(Extracted entries)

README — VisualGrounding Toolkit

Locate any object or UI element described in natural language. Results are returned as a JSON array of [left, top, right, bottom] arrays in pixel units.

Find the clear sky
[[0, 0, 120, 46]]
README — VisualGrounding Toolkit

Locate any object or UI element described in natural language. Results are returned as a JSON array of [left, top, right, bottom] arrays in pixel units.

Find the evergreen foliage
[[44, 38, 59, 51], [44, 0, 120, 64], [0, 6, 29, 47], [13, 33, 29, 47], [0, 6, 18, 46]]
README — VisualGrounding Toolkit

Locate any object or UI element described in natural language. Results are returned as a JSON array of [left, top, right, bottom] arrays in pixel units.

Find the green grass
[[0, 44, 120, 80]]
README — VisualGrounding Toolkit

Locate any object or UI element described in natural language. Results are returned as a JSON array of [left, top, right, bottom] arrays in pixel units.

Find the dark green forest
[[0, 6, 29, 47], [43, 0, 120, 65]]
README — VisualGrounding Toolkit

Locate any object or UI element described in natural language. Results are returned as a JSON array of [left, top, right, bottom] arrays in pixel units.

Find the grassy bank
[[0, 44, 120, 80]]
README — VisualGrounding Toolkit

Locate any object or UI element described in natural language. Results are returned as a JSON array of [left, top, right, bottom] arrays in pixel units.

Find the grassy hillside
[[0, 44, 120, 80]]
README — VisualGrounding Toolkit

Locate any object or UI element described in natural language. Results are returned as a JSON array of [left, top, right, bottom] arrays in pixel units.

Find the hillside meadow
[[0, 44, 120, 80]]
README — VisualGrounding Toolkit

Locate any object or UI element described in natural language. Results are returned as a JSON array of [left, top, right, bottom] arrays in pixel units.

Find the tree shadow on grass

(End Extracted entries)

Aim of the exercise: Repeat the data word for word. Leave nothing out.

Output for this task:
README — VisualGrounding Toolkit

Locate any object or UI element described in natural language. Results are returned as a JSON array of [left, top, right, bottom] arrays in pixel units.

Find the clear sky
[[0, 0, 120, 46]]
README — VisualGrounding Toolkit

Locate any object or UI element described in natural language. Results are returned as a JSON array of [left, top, right, bottom] arrays in pixel units.

Find the evergreen foliage
[[44, 38, 59, 51], [44, 0, 120, 64], [0, 6, 29, 47], [13, 33, 29, 47], [0, 6, 18, 46]]
README — VisualGrounding Toolkit

Locate any object or UI element described in natural language. Results are returned as a JSON array of [left, top, right, bottom] arrays in pixel units.

Find the green grass
[[0, 44, 120, 80]]
README — VisualGrounding Toolkit

Locate any object or UI element described in natural language. Results are returned as a JSON array of [left, top, right, bottom] arrays in pixel units.

Find the dark green forest
[[0, 6, 29, 47], [43, 0, 120, 65]]
README — VisualGrounding Toolkit

Locate any object or UI element described in natural language. Results are returned as a JSON array of [left, top, right, bottom] arrays in pixel units.

Find the grassy bank
[[0, 44, 120, 80]]
README — VisualGrounding Toolkit

Locate any object or UI element described in natural language. Results are returned as a JSON array of [left, top, right, bottom] arrays in pixel units.

Find the grassy hillside
[[0, 44, 120, 80]]
README — VisualGrounding Toolkit

Locate any object or UI element described in natural language. Results are returned as a JSON array of [left, top, right, bottom] arrays in pixel units.

Find the hillside meadow
[[0, 44, 120, 80]]
README — VisualGrounding Toolkit

Locate any object or UI element described in natural language. Results are returned as a JSON array of [left, top, right, bottom] arrays in pixel units.

Find the tree shadow on grass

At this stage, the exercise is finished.